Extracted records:
┌──

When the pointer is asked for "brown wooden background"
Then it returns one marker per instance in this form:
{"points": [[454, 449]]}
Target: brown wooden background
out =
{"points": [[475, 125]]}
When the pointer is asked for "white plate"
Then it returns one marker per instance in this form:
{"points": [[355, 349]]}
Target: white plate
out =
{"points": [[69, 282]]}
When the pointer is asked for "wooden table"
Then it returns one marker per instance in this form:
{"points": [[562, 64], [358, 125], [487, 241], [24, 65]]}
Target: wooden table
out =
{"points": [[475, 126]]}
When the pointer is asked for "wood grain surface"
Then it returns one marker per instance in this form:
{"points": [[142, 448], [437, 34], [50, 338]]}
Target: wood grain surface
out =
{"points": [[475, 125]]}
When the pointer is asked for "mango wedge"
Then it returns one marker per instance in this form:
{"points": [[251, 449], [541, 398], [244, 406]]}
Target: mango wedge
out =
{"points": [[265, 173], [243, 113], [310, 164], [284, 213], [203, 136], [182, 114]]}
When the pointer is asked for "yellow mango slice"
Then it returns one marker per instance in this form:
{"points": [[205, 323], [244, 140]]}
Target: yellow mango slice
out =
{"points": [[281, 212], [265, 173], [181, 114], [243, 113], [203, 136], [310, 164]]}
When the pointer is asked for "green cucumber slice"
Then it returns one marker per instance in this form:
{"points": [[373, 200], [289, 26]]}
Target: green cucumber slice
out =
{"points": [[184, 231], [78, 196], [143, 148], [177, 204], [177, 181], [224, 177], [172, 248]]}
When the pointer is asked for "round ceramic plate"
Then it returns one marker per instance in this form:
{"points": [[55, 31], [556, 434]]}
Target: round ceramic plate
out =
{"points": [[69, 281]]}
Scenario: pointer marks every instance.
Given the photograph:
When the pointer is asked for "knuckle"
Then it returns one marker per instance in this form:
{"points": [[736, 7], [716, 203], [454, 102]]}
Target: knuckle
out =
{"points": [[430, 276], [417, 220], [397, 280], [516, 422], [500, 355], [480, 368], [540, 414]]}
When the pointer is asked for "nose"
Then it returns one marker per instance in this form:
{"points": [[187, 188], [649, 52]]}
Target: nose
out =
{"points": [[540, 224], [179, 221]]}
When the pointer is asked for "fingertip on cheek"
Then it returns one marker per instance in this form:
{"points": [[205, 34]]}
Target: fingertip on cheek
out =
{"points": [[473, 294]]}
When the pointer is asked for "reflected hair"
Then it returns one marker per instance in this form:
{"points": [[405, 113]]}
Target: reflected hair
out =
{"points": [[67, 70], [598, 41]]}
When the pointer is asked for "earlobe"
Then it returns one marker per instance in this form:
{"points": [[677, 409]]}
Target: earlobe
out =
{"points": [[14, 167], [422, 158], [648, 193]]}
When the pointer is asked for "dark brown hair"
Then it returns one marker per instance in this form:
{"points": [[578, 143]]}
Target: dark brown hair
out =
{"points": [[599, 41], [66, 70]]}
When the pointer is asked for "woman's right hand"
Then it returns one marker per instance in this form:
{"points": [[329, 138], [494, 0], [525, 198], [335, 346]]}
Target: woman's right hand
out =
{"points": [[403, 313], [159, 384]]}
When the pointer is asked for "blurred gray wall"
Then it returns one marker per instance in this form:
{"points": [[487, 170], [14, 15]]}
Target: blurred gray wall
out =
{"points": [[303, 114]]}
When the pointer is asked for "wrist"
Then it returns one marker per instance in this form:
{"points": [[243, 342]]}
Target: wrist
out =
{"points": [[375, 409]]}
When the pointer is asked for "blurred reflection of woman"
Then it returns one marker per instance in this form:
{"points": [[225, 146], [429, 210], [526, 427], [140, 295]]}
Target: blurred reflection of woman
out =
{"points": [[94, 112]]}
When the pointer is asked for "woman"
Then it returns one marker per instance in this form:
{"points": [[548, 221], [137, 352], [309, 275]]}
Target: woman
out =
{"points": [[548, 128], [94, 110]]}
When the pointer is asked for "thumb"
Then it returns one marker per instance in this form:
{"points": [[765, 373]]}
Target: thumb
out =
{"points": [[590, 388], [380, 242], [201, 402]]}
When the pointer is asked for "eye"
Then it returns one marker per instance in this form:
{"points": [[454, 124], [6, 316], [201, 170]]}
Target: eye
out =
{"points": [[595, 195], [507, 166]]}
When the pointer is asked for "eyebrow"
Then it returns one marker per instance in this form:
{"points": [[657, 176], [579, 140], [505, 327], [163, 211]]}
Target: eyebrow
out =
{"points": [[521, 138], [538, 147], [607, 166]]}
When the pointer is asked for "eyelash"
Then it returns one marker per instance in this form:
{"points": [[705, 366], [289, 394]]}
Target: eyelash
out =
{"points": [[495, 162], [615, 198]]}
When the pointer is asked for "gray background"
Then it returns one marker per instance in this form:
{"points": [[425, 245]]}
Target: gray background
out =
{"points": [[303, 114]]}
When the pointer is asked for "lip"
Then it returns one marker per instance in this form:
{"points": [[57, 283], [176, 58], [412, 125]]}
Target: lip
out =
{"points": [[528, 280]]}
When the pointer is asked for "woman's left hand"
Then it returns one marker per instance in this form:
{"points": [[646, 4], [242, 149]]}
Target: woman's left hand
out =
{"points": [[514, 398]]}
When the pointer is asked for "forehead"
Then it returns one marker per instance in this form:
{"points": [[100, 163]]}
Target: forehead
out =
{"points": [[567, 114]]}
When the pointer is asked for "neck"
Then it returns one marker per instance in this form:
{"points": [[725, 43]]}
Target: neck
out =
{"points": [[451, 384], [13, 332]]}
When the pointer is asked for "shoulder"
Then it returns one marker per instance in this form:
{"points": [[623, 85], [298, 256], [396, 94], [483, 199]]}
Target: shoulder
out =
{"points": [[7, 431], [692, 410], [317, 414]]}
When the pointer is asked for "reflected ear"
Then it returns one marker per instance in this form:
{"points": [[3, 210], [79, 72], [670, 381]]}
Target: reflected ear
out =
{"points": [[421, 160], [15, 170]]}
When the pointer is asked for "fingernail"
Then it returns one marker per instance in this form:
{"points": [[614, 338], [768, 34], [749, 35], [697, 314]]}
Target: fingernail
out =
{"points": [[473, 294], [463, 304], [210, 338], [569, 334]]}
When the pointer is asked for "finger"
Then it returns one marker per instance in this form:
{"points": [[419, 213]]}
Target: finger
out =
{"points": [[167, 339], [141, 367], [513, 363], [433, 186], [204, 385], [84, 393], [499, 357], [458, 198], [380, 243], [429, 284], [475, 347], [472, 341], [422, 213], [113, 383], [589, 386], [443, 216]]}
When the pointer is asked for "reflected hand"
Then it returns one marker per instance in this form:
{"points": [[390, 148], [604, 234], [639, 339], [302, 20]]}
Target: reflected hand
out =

└──

## What you will do
Beginning with the opening line above, retype the records exactly through the line with "Target: wood grain surface", both ends included.

## Exercise output
When the pointer is asked for "brown wooden background"
Then it returns one marker per instance in this form:
{"points": [[454, 449]]}
Target: brown wooden background
out =
{"points": [[475, 125]]}
When the pointer is asked for "white plate"
Then it returns one marker per instance in this form:
{"points": [[355, 349]]}
Target: white plate
out =
{"points": [[69, 282]]}
When the pointer is asked for "wooden table"
Then it returns one marker per instance in this form:
{"points": [[562, 64], [358, 125], [487, 241], [24, 65]]}
Target: wooden table
out =
{"points": [[475, 126]]}
When the pointer is asked for "wood grain surface"
Then it returns one marker per instance in this form:
{"points": [[142, 448], [437, 34], [50, 338]]}
Target: wood grain surface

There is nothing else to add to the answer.